* PROMPT *
Write each line exactly as it stands, from the line containing "target: lake water" through the end of the data.

[Outline labeling records]
§

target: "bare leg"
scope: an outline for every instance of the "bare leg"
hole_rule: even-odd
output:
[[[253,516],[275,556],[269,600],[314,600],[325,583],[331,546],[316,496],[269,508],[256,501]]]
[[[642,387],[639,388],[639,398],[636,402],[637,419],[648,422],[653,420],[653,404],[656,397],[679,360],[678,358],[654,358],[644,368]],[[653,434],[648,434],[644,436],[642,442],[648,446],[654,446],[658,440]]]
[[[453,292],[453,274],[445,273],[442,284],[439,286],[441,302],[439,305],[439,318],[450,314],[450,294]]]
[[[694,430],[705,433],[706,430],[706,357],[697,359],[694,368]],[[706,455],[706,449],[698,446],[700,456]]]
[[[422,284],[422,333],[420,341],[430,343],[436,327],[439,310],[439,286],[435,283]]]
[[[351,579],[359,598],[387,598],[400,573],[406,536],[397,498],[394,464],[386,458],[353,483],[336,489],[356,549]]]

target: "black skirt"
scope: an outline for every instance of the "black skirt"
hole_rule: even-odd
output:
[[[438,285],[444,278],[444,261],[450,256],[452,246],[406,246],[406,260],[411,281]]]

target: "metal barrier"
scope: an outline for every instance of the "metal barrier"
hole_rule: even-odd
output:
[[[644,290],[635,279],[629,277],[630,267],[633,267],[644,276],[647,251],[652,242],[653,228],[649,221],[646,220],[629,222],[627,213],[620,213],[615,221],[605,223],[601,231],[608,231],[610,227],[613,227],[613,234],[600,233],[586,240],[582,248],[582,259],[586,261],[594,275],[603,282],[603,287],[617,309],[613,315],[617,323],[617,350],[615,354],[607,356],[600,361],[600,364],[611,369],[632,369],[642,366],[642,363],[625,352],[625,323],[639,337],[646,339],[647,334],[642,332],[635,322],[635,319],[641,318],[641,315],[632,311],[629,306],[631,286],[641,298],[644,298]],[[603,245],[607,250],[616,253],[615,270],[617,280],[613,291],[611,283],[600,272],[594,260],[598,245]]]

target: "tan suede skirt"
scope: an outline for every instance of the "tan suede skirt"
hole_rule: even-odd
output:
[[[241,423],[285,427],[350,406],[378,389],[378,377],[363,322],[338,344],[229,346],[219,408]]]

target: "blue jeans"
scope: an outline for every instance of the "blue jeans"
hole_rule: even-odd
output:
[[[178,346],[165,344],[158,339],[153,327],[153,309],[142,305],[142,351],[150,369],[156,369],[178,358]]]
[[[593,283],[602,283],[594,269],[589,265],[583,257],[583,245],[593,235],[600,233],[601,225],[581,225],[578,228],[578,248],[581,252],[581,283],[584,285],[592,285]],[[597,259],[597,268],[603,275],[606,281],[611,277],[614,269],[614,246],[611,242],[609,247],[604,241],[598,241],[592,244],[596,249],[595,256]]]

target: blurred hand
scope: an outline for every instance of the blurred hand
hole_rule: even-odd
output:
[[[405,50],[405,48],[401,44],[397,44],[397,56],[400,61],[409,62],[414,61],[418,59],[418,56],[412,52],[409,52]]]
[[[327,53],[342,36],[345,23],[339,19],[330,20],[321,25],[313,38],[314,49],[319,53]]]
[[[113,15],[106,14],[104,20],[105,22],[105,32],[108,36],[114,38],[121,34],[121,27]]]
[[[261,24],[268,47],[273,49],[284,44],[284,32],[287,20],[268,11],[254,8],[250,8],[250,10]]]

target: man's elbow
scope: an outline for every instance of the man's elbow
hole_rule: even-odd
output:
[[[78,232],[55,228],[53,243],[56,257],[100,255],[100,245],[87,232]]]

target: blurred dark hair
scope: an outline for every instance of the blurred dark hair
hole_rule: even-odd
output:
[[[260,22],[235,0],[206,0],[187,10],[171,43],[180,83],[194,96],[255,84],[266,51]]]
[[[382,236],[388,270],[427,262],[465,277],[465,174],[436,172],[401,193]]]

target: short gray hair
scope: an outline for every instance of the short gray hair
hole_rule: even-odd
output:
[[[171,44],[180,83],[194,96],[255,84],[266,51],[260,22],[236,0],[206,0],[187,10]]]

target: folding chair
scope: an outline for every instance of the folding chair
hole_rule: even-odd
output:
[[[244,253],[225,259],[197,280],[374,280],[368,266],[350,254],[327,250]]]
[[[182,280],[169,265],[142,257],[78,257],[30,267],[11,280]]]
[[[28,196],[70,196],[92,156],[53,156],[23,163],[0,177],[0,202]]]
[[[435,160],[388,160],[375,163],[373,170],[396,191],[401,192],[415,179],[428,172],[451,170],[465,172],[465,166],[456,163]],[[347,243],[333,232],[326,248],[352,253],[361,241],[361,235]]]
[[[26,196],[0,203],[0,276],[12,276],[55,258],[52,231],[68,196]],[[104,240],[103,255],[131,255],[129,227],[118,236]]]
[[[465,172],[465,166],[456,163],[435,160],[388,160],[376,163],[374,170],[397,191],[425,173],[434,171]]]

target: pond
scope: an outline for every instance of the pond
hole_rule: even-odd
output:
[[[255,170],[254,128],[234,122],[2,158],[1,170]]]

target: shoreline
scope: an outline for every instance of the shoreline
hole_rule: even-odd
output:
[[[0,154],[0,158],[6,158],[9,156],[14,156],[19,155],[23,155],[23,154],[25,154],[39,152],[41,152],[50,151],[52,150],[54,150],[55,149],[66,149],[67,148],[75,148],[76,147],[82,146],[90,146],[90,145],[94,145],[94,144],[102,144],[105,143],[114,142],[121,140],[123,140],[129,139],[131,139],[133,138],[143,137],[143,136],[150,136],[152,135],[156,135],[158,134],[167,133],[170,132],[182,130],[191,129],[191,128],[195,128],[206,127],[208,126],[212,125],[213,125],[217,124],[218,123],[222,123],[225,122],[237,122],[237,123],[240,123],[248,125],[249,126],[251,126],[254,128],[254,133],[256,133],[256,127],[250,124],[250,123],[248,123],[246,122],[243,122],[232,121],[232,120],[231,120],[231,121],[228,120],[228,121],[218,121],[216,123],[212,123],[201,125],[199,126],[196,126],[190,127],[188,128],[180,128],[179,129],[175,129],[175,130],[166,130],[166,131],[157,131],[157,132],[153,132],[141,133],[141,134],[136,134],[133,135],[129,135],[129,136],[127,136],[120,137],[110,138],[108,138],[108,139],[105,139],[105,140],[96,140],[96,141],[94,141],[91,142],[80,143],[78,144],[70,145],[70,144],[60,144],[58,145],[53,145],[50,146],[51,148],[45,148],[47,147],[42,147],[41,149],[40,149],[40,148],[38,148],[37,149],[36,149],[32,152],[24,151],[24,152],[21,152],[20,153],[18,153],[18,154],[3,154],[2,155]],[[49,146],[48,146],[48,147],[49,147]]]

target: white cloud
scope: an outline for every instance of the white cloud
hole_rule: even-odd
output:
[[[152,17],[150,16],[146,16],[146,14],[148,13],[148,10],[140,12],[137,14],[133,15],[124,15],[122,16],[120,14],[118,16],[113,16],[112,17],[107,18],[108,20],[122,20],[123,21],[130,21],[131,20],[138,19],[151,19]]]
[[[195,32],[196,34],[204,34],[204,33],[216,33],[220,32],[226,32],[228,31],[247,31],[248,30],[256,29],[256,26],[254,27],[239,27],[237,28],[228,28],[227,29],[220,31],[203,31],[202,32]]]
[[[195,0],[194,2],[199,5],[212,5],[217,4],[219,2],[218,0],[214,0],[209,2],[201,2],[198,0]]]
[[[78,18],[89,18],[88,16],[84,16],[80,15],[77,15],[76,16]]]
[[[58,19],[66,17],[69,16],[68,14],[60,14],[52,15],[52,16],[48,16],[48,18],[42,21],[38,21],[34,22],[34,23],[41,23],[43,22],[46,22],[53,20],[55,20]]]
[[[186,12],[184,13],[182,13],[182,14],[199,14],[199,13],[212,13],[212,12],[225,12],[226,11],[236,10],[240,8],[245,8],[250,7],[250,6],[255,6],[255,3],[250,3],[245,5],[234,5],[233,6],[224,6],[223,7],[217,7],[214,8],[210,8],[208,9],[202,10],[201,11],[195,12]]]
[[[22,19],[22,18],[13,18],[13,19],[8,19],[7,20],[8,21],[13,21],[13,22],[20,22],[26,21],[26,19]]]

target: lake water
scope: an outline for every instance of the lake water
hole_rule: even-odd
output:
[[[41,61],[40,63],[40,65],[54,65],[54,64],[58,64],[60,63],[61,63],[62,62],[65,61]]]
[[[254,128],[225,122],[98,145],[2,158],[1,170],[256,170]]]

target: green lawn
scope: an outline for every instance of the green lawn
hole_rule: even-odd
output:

§

* TASK RESPONSE *
target: lake water
scope: an outline for every instance of the lake water
hole_rule: even-odd
output:
[[[41,61],[40,63],[40,65],[54,65],[54,64],[58,64],[60,63],[61,63],[62,62],[65,61]]]
[[[254,128],[225,122],[98,145],[2,158],[1,170],[256,170]]]

target: green lawn
scope: an outline for every instance of the green lawn
hole_rule: even-odd
output:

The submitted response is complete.